*** Records

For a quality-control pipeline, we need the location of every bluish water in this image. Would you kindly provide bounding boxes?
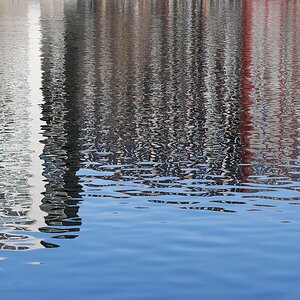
[0,0,300,300]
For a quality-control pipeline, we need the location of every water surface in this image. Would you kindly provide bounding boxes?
[0,0,300,300]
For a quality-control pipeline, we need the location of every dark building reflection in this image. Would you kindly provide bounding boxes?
[75,0,246,202]
[40,1,81,238]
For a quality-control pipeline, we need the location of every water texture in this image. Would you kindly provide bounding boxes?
[0,0,300,300]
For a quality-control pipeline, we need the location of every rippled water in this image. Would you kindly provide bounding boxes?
[0,0,300,300]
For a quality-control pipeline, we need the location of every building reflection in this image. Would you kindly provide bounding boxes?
[79,0,245,199]
[39,1,81,238]
[240,0,300,176]
[0,0,81,250]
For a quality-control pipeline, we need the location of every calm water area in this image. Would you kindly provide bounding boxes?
[0,0,300,300]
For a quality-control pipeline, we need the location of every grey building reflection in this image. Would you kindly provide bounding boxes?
[74,0,241,204]
[39,1,81,238]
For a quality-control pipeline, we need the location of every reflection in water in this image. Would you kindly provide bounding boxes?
[40,1,81,238]
[78,0,299,212]
[0,0,300,249]
[0,0,81,250]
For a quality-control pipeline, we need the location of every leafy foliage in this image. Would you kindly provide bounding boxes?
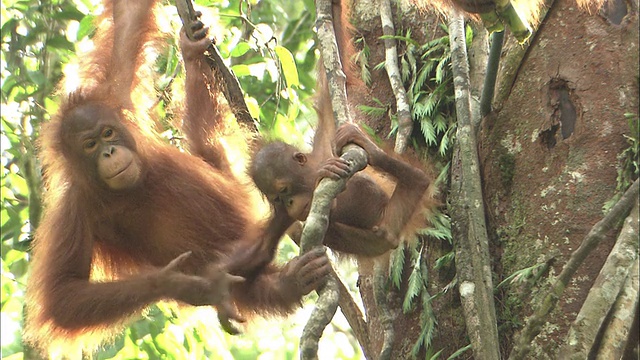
[0,0,360,359]
[384,24,473,358]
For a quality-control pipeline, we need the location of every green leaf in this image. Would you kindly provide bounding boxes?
[76,15,96,41]
[275,45,300,87]
[231,64,251,77]
[230,42,251,57]
[402,266,422,314]
[389,242,405,289]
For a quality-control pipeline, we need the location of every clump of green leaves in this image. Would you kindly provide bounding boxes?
[616,113,640,191]
[603,113,640,212]
[378,24,471,358]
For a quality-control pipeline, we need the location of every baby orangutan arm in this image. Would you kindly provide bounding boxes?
[335,124,429,246]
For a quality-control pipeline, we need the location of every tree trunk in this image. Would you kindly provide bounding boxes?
[342,0,639,359]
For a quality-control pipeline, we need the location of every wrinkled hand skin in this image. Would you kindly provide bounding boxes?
[157,252,245,334]
[335,123,383,165]
[318,157,349,181]
[279,247,331,297]
[180,12,211,61]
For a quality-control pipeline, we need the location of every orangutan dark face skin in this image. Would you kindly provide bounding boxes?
[65,103,142,191]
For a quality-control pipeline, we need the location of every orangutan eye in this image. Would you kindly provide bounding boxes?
[102,129,114,140]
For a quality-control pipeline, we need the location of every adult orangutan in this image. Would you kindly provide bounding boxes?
[25,0,330,349]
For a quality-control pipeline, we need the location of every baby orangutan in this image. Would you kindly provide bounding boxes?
[250,119,430,257]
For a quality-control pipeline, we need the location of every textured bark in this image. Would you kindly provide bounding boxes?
[449,11,500,359]
[559,201,638,360]
[596,258,640,360]
[509,180,638,360]
[300,0,367,359]
[380,0,413,154]
[176,0,258,132]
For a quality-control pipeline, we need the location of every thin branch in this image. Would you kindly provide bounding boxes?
[300,0,368,359]
[509,180,639,359]
[449,13,500,359]
[176,0,258,132]
[480,31,504,116]
[380,0,413,154]
[558,203,638,359]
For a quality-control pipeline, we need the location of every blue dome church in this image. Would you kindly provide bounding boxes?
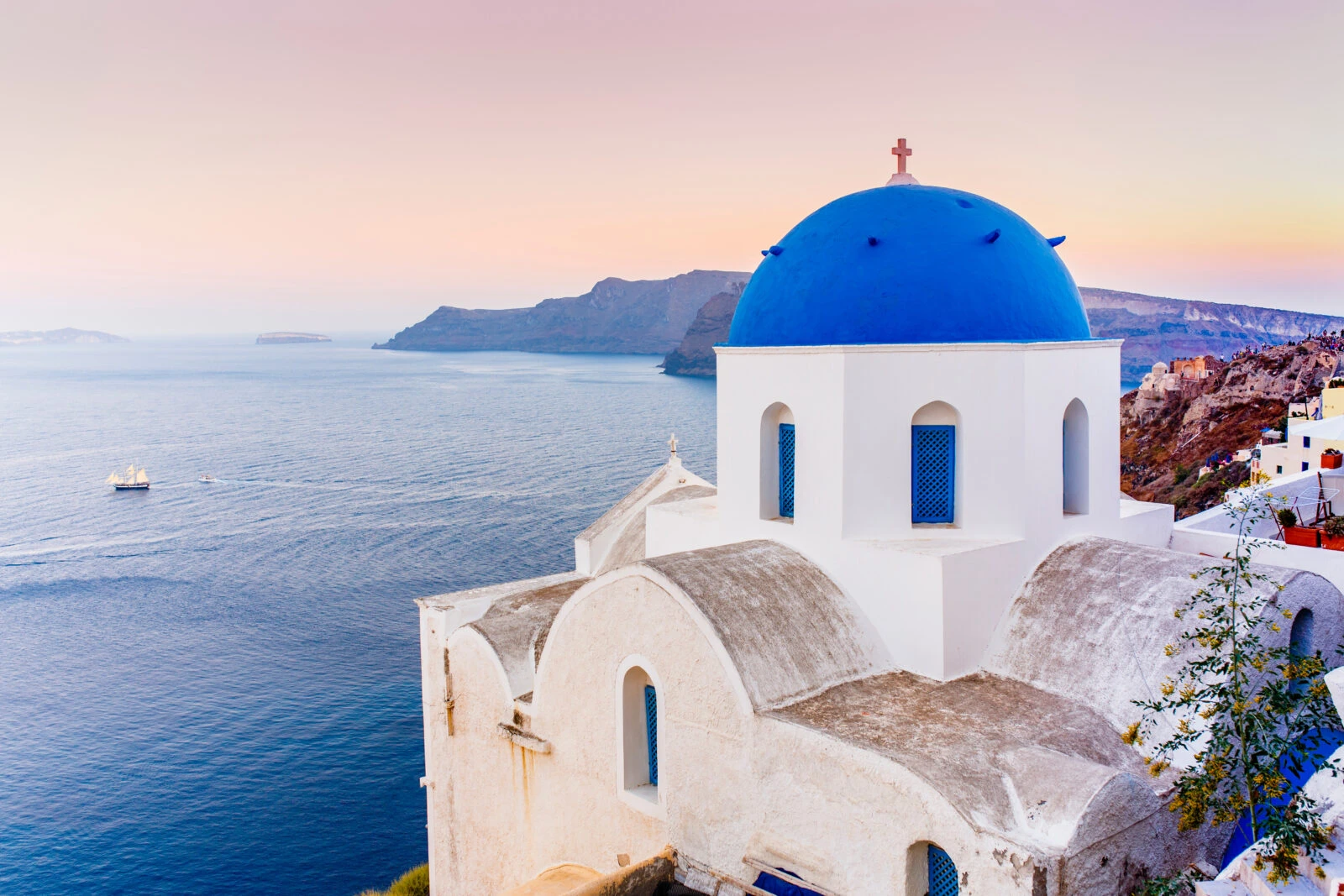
[728,184,1091,347]
[403,141,1344,896]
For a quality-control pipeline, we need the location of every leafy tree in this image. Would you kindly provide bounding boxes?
[1125,489,1340,896]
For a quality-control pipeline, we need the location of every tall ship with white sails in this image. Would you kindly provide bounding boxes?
[108,464,150,491]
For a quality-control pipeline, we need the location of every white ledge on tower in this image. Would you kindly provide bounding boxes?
[499,721,551,752]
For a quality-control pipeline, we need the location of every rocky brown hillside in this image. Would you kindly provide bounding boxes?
[664,287,1344,383]
[1079,286,1344,383]
[1120,340,1341,517]
[374,270,748,354]
[663,285,743,376]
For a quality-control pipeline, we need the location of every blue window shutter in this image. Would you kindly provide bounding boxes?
[643,685,659,786]
[910,426,957,522]
[780,423,795,520]
[929,844,961,896]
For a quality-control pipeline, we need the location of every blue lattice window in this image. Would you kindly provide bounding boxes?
[910,426,957,522]
[929,849,961,896]
[751,867,822,896]
[780,423,795,520]
[643,685,659,787]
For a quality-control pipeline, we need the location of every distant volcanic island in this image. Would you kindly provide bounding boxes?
[257,333,332,345]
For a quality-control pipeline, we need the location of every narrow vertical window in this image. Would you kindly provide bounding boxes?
[929,844,961,896]
[1288,607,1315,693]
[780,423,795,520]
[618,666,659,804]
[643,685,659,787]
[1063,398,1089,513]
[910,425,957,522]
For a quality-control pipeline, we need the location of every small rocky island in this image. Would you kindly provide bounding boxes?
[257,333,332,345]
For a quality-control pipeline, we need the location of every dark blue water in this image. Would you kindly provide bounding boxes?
[0,338,714,896]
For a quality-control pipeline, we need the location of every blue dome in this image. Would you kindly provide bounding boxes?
[728,186,1091,345]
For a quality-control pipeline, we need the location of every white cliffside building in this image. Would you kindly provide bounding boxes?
[419,163,1344,896]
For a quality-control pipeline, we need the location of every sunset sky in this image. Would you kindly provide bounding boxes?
[0,0,1344,336]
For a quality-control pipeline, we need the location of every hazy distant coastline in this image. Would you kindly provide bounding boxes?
[374,270,1344,383]
[0,327,130,345]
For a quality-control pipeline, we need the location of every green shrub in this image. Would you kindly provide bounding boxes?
[359,865,428,896]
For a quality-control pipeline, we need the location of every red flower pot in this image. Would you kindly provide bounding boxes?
[1284,525,1321,548]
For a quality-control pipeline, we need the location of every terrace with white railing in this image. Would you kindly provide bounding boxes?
[1171,470,1344,591]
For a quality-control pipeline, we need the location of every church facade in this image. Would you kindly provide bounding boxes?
[418,164,1344,896]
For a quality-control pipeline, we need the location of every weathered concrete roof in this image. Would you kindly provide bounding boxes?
[770,672,1160,851]
[417,572,589,697]
[983,537,1344,730]
[574,454,714,575]
[641,540,889,710]
[594,485,717,575]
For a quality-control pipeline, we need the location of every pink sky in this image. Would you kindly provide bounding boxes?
[0,0,1344,334]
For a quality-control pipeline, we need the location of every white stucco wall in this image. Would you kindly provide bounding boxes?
[645,340,1171,679]
[422,575,1210,896]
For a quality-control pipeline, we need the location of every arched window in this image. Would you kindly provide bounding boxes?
[929,844,961,896]
[761,401,797,520]
[1063,398,1087,513]
[621,666,659,799]
[906,842,961,896]
[1288,607,1315,693]
[910,401,957,522]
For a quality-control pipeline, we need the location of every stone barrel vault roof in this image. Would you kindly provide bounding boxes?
[640,540,885,710]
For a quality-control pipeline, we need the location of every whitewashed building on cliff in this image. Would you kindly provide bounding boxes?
[419,160,1344,896]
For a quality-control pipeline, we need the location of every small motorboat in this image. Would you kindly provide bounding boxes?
[108,464,150,491]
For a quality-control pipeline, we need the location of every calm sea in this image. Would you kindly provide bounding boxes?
[0,334,715,896]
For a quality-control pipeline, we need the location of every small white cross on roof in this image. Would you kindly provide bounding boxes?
[891,137,916,175]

******

▶ _Task goal_
Please rewrite all the records with "quality-control pipeline" changed to "labeling audit" and nothing else altered. Omit the pictures from your answer.

▶ _Answer to the exercise_
For a labeling audit, we need the location of every bluish water in this image. Would you kindly provide bounding boxes?
[0,0,300,300]
For a labeling audit, we need the location of every water surface in this image. Would you kindly provide bounding boxes?
[0,0,300,300]
For a labeling audit, we need the location of every dark building reflection in this image. Would you kindly provide bounding boxes?
[75,0,246,202]
[40,1,81,238]
For a labeling audit, we need the location of every water texture in this image. Would you kindly provide bounding boxes?
[0,0,300,300]
For a labeling audit, we need the location of every rippled water in this image. Would you kindly provide bounding boxes?
[0,0,300,300]
For a labeling audit, we need the location of every building reflection in this image. Would you kindly provide bounding boxes?
[79,0,245,199]
[39,1,81,238]
[240,0,300,176]
[0,0,81,250]
For a labeling audit, we need the location of every calm water area in this image. Would you kindly provide bounding boxes?
[0,0,300,300]
For a labeling audit, we need the location of every grey building reflection in this image. Would you kindly provide bounding boxes?
[74,0,241,204]
[39,1,81,238]
For a labeling audit, we need the location of every reflection in water in this image. Would you kindly provide bounding boxes?
[40,1,81,238]
[78,0,299,212]
[0,0,300,249]
[0,0,81,250]
For a labeling audit, we need the location of every leafy foliage in this image. Would you kindly provide bounding boxes?
[0,0,360,359]
[384,24,473,358]
For a labeling audit, we need the location of every green leaf in this image. Would you kindly provide bounding boxes?
[76,15,96,41]
[275,45,300,87]
[231,64,251,77]
[230,42,251,57]
[402,266,422,314]
[389,242,405,289]
For a labeling audit, we need the location of every clump of green leaves in this image. Would you kindly provide bounding boxes?
[616,113,640,191]
[603,113,640,212]
[378,24,471,358]
For a labeling audit, we need the location of every baby orangutan arm in this image. Would you kindly provide bounding boxes?
[335,124,429,246]
For a labeling audit, we need the location of every tree trunk in this image. Would you kindly provide bounding boxes?
[342,0,639,359]
For a labeling audit, we need the location of every wrinkled hand skin in this image. Would you kindly provide bounding boxes?
[157,252,245,334]
[335,123,383,165]
[318,157,349,181]
[279,247,331,297]
[180,12,211,61]
For a labeling audit, we need the location of every orangutan dark face skin in this image. Would you kindly provide bounding boxes?
[65,103,142,191]
For a labeling audit, we need the location of every orangutan eye in this image. Would you kindly provide bounding boxes?
[102,129,114,140]
For a labeling audit, we need the location of every adult orangutan in this image. Would you kindly provide bounding boxes?
[25,0,330,349]
For a labeling audit, we need the location of every baby orangutan in this image. Would you kindly provide bounding boxes?
[250,119,430,257]
For a labeling audit, we need the location of every textured bark in this image. Would you kindly provide bounding boxes?
[449,11,500,359]
[559,201,638,360]
[596,258,640,360]
[509,180,638,360]
[300,0,367,359]
[380,0,413,154]
[176,0,258,132]
For a labeling audit, we need the location of every thin branch in this image. Would you kindly provide bounding boxes?
[300,0,368,359]
[509,180,639,359]
[449,13,500,359]
[176,0,258,132]
[480,31,504,116]
[380,0,413,154]
[558,203,638,359]
For a labeling audit, we need the location of every blue dome church in this image. Would you kindly provide bounding boxes?
[728,184,1091,347]
[403,141,1344,896]
For a labeling audit, we need the location of every leafy tree in this image. Would you kindly provide bounding boxes?
[1125,489,1340,896]
For a labeling audit, we need the location of every tall ship with white sails in this image. Would you kindly provide bounding boxes?
[108,464,150,491]
For a labeling audit, we need the location of every white ledge on tower in this image. Would you kindly provide bounding boxes?
[499,721,551,752]
For a labeling audit, we need the location of every rocky brown hillside in this image. Would you kindly provide bounding boxes?
[664,287,1344,383]
[1079,286,1344,383]
[1120,340,1341,517]
[374,270,748,354]
[663,285,743,376]
For a labeling audit, we need the location of every blue window shutter in this image. Would you kindly provide bounding boxes?
[643,685,659,786]
[910,426,957,522]
[780,423,795,520]
[929,844,961,896]
For a labeling audit, we need the location of every blue lattice window in this image. Would you kindly provide bounding boxes?
[910,426,957,522]
[929,849,961,896]
[751,867,822,896]
[780,423,795,520]
[643,685,659,787]
For a labeling audit, we need the location of every distant volcanic island in this image. Would you kindly provide bounding boxes?
[257,333,332,345]
For a labeling audit, we need the location of every narrow vertical window in this image. Would you kindly provide bounding boxes?
[929,844,961,896]
[1288,607,1315,693]
[780,423,795,520]
[618,666,659,804]
[643,685,659,787]
[1063,398,1089,513]
[910,425,957,522]
For a labeling audit, we need the location of every small rocky island in this image. Would you kindly provide bounding boxes?
[257,333,332,345]
For a labeling audit, we need the location of every dark blue water in this image. Would you kindly provide bounding boxes?
[0,338,714,896]
For a labeling audit, we need the location of every blue dome in this image. Would you kindly provide bounding boxes?
[728,186,1091,345]
For a labeling audit, we need the location of every white cliffside building in this image. Would you kindly provide bounding boxes?
[419,163,1344,896]
For a labeling audit, we need the location of every sunset sky in this image. Would you kindly provide bounding boxes?
[0,0,1344,336]
For a labeling audit, we need the location of every hazy distant coastline in this image. Would you kindly provide bounding boxes?
[374,270,1344,383]
[0,327,130,345]
For a labeling audit, we need the location of every green shrub in this image. Would you kindly provide bounding boxes?
[359,865,428,896]
For a labeling audit, we need the location of every red flower pot in this image. Would you kindly provide bounding boxes?
[1284,525,1321,548]
For a labeling audit, we need the location of every terrace with white railing in this image. Would you kindly provide bounding boxes?
[1171,470,1344,591]
For a labeling audit, we need the location of every church facade in this image. Would you kindly provide bounding boxes?
[418,164,1344,896]
For a labeling audit, we need the location of every weathered concrete roof in this image. Would you kindly provide bounding boxes?
[770,672,1160,851]
[417,572,589,697]
[983,537,1344,730]
[574,454,714,575]
[641,540,889,710]
[594,485,717,575]
For a labeling audit, we need the location of every pink sky in this image. Would you kindly provide bounding boxes?
[0,0,1344,334]
For a labeling audit, we need the location of every white stucco wall in this image. Would you kindly provide bounding boxes?
[645,340,1171,679]
[422,575,1210,896]
For a labeling audit, we need the location of every arched window in this image. Would you kindly provide bounding boxes?
[929,844,961,896]
[761,401,797,520]
[1063,398,1087,513]
[621,666,659,799]
[906,842,961,896]
[1288,607,1315,693]
[910,401,957,522]
For a labeling audit, we need the location of every stone barrel vault roof in this image. Would you kindly provide bounding boxes?
[640,540,885,710]
For a labeling audit, we need the location of every whitewashed building on cliff in this image. Would you kindly provide bounding boxes?
[419,160,1344,896]
For a labeling audit, we need the location of every small motorboat in this image. Would you kindly provide bounding boxes?
[108,464,150,491]
For a labeling audit, we need the location of every calm sea in this image. Would you kindly provide bounding boxes?
[0,334,715,896]
For a labeling audit, we need the location of every small white cross on roof in this image. Would you kindly provide bounding boxes?
[891,137,916,175]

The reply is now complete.